_Required work_.
Give back all the data exactly as it was written.

Referring expression data
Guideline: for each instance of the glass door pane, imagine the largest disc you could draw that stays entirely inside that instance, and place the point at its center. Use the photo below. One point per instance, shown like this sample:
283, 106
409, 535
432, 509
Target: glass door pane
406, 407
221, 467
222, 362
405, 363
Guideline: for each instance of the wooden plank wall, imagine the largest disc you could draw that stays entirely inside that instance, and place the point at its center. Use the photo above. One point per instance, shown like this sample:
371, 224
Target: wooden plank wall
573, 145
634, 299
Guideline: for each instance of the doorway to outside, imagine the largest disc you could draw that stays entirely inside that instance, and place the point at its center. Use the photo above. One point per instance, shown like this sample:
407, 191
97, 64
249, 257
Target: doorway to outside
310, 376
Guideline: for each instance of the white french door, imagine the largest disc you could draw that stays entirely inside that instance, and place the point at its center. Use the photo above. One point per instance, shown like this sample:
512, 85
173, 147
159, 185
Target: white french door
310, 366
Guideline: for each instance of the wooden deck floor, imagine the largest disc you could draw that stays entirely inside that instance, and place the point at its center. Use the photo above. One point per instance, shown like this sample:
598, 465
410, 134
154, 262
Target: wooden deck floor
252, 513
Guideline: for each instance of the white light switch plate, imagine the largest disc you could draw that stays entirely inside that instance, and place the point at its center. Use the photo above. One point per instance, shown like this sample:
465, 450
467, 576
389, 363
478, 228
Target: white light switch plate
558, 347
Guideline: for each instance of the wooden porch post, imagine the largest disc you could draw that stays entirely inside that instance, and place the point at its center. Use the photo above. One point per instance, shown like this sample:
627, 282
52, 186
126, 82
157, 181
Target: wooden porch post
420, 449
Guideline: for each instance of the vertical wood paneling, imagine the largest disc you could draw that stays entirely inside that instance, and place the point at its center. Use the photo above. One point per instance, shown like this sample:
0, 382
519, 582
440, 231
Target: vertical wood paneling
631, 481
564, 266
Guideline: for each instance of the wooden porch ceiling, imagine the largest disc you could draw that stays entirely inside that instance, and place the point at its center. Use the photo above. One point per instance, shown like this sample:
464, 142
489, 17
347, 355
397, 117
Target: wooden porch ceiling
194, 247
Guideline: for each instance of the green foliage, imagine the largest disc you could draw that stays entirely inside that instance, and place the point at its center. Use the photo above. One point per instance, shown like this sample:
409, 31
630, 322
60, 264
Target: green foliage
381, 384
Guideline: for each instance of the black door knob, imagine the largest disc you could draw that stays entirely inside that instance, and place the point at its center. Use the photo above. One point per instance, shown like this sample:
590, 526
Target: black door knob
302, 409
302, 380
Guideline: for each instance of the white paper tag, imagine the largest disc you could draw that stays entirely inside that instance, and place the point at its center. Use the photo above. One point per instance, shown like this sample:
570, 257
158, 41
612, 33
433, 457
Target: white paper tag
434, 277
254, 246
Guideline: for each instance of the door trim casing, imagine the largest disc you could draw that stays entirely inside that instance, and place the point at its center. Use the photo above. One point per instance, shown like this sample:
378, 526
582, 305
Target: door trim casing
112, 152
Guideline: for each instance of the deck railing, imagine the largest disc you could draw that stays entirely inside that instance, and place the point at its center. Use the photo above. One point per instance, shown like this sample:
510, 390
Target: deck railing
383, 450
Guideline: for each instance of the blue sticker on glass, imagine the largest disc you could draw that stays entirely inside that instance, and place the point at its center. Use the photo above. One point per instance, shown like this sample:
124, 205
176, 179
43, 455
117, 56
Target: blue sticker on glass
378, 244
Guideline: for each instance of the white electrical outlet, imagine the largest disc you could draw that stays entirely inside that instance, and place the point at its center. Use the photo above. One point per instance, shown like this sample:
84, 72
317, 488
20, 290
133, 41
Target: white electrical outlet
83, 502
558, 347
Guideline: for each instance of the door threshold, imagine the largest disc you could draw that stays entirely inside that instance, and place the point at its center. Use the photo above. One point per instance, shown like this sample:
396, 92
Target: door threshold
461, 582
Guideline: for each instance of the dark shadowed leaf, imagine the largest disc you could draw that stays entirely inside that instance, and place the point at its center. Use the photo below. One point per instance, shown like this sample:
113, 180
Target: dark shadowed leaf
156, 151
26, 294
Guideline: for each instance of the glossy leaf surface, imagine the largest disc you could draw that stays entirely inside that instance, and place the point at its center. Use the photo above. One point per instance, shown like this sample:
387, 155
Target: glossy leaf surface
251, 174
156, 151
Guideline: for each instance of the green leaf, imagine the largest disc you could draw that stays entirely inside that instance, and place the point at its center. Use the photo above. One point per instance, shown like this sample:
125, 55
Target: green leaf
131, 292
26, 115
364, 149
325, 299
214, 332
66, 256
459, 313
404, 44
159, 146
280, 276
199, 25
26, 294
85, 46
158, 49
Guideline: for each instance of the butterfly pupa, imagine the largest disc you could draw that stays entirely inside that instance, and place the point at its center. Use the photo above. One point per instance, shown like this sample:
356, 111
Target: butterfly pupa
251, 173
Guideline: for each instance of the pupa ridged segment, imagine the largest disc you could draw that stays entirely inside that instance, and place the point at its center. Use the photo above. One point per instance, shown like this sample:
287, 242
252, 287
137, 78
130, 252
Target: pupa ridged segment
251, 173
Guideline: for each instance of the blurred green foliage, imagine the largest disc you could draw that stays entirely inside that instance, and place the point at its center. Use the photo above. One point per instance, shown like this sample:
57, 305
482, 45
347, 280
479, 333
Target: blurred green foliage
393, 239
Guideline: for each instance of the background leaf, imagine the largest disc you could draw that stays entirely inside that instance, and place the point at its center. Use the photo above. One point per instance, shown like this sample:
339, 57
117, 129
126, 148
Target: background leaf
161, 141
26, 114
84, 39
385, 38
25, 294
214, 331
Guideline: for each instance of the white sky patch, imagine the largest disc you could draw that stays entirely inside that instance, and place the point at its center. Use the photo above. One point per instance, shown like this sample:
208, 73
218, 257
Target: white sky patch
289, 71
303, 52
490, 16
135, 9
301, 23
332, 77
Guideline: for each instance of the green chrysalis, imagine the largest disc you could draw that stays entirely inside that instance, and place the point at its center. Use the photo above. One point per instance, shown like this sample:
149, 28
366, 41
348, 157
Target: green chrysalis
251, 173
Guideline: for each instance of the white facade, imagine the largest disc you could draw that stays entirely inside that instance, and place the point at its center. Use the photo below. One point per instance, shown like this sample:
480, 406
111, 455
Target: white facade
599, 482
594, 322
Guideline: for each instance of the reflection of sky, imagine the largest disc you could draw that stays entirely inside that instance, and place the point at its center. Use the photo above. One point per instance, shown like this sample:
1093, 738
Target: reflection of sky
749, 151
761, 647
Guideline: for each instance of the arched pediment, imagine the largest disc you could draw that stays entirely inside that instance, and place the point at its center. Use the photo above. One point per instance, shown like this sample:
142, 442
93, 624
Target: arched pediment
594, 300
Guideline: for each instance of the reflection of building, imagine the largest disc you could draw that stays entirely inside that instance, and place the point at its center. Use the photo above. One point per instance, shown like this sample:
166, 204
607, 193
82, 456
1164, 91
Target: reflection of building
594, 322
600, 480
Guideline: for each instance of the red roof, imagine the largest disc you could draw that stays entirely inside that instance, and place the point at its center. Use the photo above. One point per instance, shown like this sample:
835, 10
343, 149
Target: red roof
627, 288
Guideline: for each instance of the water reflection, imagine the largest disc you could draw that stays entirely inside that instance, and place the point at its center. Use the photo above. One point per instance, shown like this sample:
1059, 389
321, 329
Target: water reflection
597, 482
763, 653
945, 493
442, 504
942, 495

_Answer section_.
Guideline: for each instance of the glass door pane, imagine the largest disc you could draw that stays entirely inside that instance, and place the point at its center. Use the photo below. One point per instance, shown like this sample:
283, 106
409, 535
432, 509
Target: glass door pane
406, 407
221, 467
222, 362
405, 363
Guideline: for each instance of the wooden plank wall, imagine the largest disc you could draw that stays entirely inside that instance, and place the point at its center. Use the photo above. One point per instance, shown like this sample:
371, 224
Target: wooden plank wall
573, 145
634, 299
Guideline: for each instance of the doorway to outside, imagine the largest disc you could draw that stays entirely inside that instance, and place the point at its center. Use the photo above. One point per instance, shown like this sample:
407, 191
97, 64
249, 257
Target: doorway to outside
310, 376
Guideline: for each instance of the white french door, imagine the largest disc you could draw that stays entirely inside that instance, and place the point at its center. Use the photo above. One point per instance, shown like this sample:
512, 85
173, 147
159, 185
Target: white french door
310, 366
Guideline: for each instance of the wooden deck floor, imagine the largest disc you could draw that stays entirely inside that instance, and place the point at its center. Use the photo above. One point per instance, shown like this sample:
598, 465
410, 134
154, 262
Target: wooden deck floor
252, 513
Guideline: for each instance of the white light switch plate, imagine the largest disc you could draw that stays entirely inside that instance, and place the point at its center. Use the photo above. One point per instance, shown like this sample:
465, 450
467, 576
389, 363
478, 228
Target: white light switch plate
558, 347
Guideline: for each instance of the wooden porch post, imagine the largest disc you could draw that stays entirely inside that instance, and place the point at its center. Use the photo above. One point per instance, shown like this sample:
627, 282
52, 186
126, 82
157, 181
Target: wooden porch post
420, 449
Guideline: for each instance of the vertical wood paneling, imagine the largest disc you could draw that stays entirely inside that instance, and place the point at its center. Use the photo above. One point per instance, shown like this sample:
0, 382
519, 582
440, 231
Target: vertical wood paneling
631, 481
564, 266
Guideline: for each instance of the wooden porch ceiling, imagine the largest disc you could draw that stays entirely inside that instance, and place the point at its center. Use the photo above. One point per instance, shown like this sample:
464, 142
489, 17
347, 355
397, 117
Target: wooden porch ceiling
194, 247
Guideline: for each instance of the green foliage, imagine the largest disc you could draw that stays entirely inside that instance, and place the point at its center. Use the photo above. One point per instance, shown like this sample:
409, 31
630, 322
60, 264
Target: green foliage
381, 384
Guideline: for each instance of the black door knob, imagine the largest disc you could draw that stays entirely inside that instance, and place the point at its center. Use the photo above. One point per instance, shown like this sample:
590, 526
Target: black door knob
302, 409
302, 380
Guideline: for each instance of the white paper tag, imagine the largest disc you could draw that stays entirely inside that instance, and place the point at its center. Use the photo above. One point per instance, shown like this sample:
570, 257
158, 41
612, 33
433, 457
Target: white paper tag
434, 277
254, 246
Guideline: for each instance of the door trim casing, imagine the largest disc you could draw that stays entirely inside that instance, and place the point at its center. Use the photo above. One point per instance, shown like this sample:
378, 526
582, 305
Target: door trim casing
112, 152
Guideline: for each instance of the deck railing, imagine the largest disc you could draw that stays entirely inside that instance, and place the point at its center. Use the photo above. One point per instance, shown like this sample:
510, 390
Target: deck railing
383, 450
Guideline: for each instance of the blue sticker on glass, imagine the largest disc you could draw that stays entirely inside that instance, and place the point at its center. Use the photo above. One point per instance, shown like this sample:
124, 205
176, 179
43, 455
117, 56
Target: blue sticker on glass
378, 244
Guideline: for each instance of the white electrical outlet, imagine the largest disc you could draw that stays entirely inside that instance, and place the point at its center. Use the photo above. One point per instance, shown like this sample:
84, 72
317, 488
20, 290
133, 41
Target: white electrical outlet
83, 502
558, 347
Guideline: for each instance of the door threshold, imagine the largest disc you could draw that stays entirely inside that instance, and place the point at its center. Use the photo above. One point per instance, shown like this sample:
396, 92
Target: door threshold
461, 582
Guideline: for each instance of the dark shadowed leaf, imagine the largest disc you could draw that stays entirely inside that instance, and place the point at its center. Use the photo below. One point per instance, shown like this sample:
113, 180
Target: dark shadowed leaf
156, 151
26, 294
Guideline: for each instance of the glossy leaf surface, imagine the largest disc you could draw that stays entirely inside that instance, and place the point at its center. Use the photo above. One point per instance, shown like this sample:
387, 155
Target: glossy leaf surface
251, 174
156, 151
Guideline: for each instance of the green leaf, imagine the largest disc you could draw that stays entirely inside that instance, and place the point at its center. Use the photo above. One point per instance, shown like this sample:
125, 55
Target: green leaf
131, 292
26, 115
364, 149
325, 299
214, 332
66, 256
459, 313
404, 44
159, 146
280, 276
199, 25
26, 294
85, 46
158, 49
Guideline: for each instance of the butterfly pupa, imagine the largest disc you could draw that stays entirely inside that instance, and place the point at its center. Use the photo above. One point per instance, shown like this sample:
356, 111
Target: butterfly pupa
251, 173
Guideline: for each instance of the pupa ridged segment, imagine the largest disc you could draw that stays entirely inside that instance, and place the point at its center. Use the photo above. One point per instance, shown like this sample:
287, 242
252, 287
137, 78
130, 252
Target: pupa ridged segment
251, 173
Guideline: for each instance of the blurred green foliage, imagine the largest disc you could draw that stays entirely inside that instance, and place the point at its center. Use the photo above. One point per instance, shown like this sample:
57, 305
482, 45
347, 280
479, 333
Target: blurred green foliage
393, 239
Guideline: for each instance of the background leaf, imagine the largest disc you could draw that stays entirely inside that instance, and place the point at its center. Use the photo above. One point per instance, shown like this sample:
339, 57
117, 129
126, 148
Target: background leaf
161, 141
26, 114
84, 39
385, 38
25, 294
214, 331
Guideline: for each instance of the white sky patch, imagine the largest disc you could draw that stays entirely inside that instance, and place the point at its center. Use the photo above. One point per instance, shown like this sample:
208, 73
218, 257
Target: white sky patch
289, 71
303, 52
490, 16
135, 9
301, 23
332, 77
Guideline: for each instance of the green chrysalis, imagine the largest disc you could draw that stays entirely inside that instance, and place the point at its center. Use the photo above. One point per instance, shown like this sample:
149, 28
366, 41
348, 157
Target: green chrysalis
251, 173
Guideline: for each instance of the white facade, imagine the largest disc you could draw that stays entirely inside that instance, and place the point at its center. Use the photo below. One point per instance, shown like this sample:
480, 406
111, 455
Target: white facade
599, 482
594, 322
Guideline: for each instance of the reflection of sky, imagine the largest disc you could draw that stays entirely inside that instance, and place the point at its center. Use the photo above. One point per instance, shown like this sample:
1093, 738
Target: reflection of sky
749, 151
761, 647
Guideline: for each instance of the arched pediment, imagine the largest disc you could draw that stays entirely inside that instance, and place the point at its center. Use the photo above. One point per instance, shown like this sample:
142, 442
93, 624
Target: arched pediment
594, 300
Guideline: for each instance of the reflection of building, imagine the largest disc you could draw that stays entirely inside that instance, and place the point at its center. Use the photo above. One point per instance, shown like this sample:
166, 204
607, 193
82, 456
1164, 91
Target: reflection of building
594, 322
600, 480
Guideline: for each instance of the red roof, imagine the largest disc you could draw that stays entirely inside that instance, and place the point at its center. Use the photo above. One point per instance, shown like this sample:
835, 10
343, 149
Target: red roof
627, 288
Guideline: for each instance of the water reflection, imagine the largest disc you could draw that stays entirely inside that instance, and place the point at its center. Use the photo above. One point per instance, shown like this sample:
1059, 389
321, 329
Target: water reflection
597, 482
763, 653
945, 493
442, 504
942, 495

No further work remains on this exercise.